** Extrait du document **
* * * * *
De la Catalogne à la Bretagne : le Monopoly régional

On ne peut qu'être frappé de la coïncidence entre l'abdication du Roi d'Espagne, qui amène à poser la question du choix éventuel entre la république et la monarchie et fait resurgir la question du fédéralisme, traditionnel en Espagne, et que ranime, périodiquement, la politique de l’UE qui voit, assez sottement dans le régionalisme un affaiblissement des Etats-nations et le débat (si on peut appeler cela un débat) sur le nouveau découpage de la France en régions qu’on précipite soudain, sans réflexion, pour faire oublier un peu les déculottées électorales successives du PS.
Il faut pourtant toujours, dans les cas difficiles, faire appel à des spécialistes compétents mais plus encore objectifs, ce qui n’est en rien le cas, loin de là !
* * * * *
** Extrait des données **
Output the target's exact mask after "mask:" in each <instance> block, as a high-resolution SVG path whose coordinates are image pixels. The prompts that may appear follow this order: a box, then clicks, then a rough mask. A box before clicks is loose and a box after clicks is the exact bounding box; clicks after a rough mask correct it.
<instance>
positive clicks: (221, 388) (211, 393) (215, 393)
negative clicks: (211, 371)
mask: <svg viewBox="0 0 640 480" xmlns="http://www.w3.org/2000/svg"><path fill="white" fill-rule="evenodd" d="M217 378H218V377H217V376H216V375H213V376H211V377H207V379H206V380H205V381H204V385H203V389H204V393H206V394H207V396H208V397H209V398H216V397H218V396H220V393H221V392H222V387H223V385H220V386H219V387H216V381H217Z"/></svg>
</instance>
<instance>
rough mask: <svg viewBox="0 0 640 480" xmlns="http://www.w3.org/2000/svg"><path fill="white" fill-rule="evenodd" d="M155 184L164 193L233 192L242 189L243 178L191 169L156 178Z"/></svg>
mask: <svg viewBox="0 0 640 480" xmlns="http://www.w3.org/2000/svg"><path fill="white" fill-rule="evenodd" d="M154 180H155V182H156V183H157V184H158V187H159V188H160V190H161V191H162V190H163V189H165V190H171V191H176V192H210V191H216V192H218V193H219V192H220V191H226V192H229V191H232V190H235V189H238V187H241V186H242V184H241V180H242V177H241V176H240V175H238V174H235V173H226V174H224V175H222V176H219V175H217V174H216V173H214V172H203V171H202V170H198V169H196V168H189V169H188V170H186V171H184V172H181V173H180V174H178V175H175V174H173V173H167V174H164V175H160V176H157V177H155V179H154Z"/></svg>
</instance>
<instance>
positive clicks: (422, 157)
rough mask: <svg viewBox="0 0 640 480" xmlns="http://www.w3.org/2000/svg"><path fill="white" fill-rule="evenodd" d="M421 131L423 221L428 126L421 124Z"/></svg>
* * * * *
** Exercices à faire **
[1] Pour chacune des affirmations (a), (b) et (c), dites si elle est conforme à l'extrait du document en répondant oui ou non, puis citez mot pour mot les mots de l'extrait qui le prouvent. (a) L'Espagne a une tradition fédéraliste. (b) Le nouveau découpage de la France en régions a été longuement préparé. (c) Dans les cas difficiles, il faut faire appel à des spécialistes objectifs.
[2] D'après l'extrait du document, pourquoi précipite-t-on le nouveau découpage de la France en régions ? Répondez en une à trois phrases.
[3] Mettez à jour l'extrait du document : recopiez tout ce qui va de "Il faut pourtant" jusqu'à "loin de là !", en remplaçant "spécialistes" par "experts".
Les lignes n'ont aucun rapport avec l'extrait du document.

** Réponses aux exercices **
[1]
(a) Oui : « fait resurgir la question du fédéralisme, traditionnel en Espagne ».
(b) Non : « qu’on précipite soudain, sans réflexion ».
(c) Oui : « faire appel à des spécialistes compétents mais plus encore objectifs ».

[2] Selon l'extrait, on précipite ce nouveau découpage pour faire oublier un peu les défaites électorales successives du PS, que le texte appelle des « déculottées ».

[3]
Il faut pourtant toujours, dans les cas difficiles, faire appel à des experts compétents mais plus encore objectifs, ce qui n’est en rien le cas, loin de là !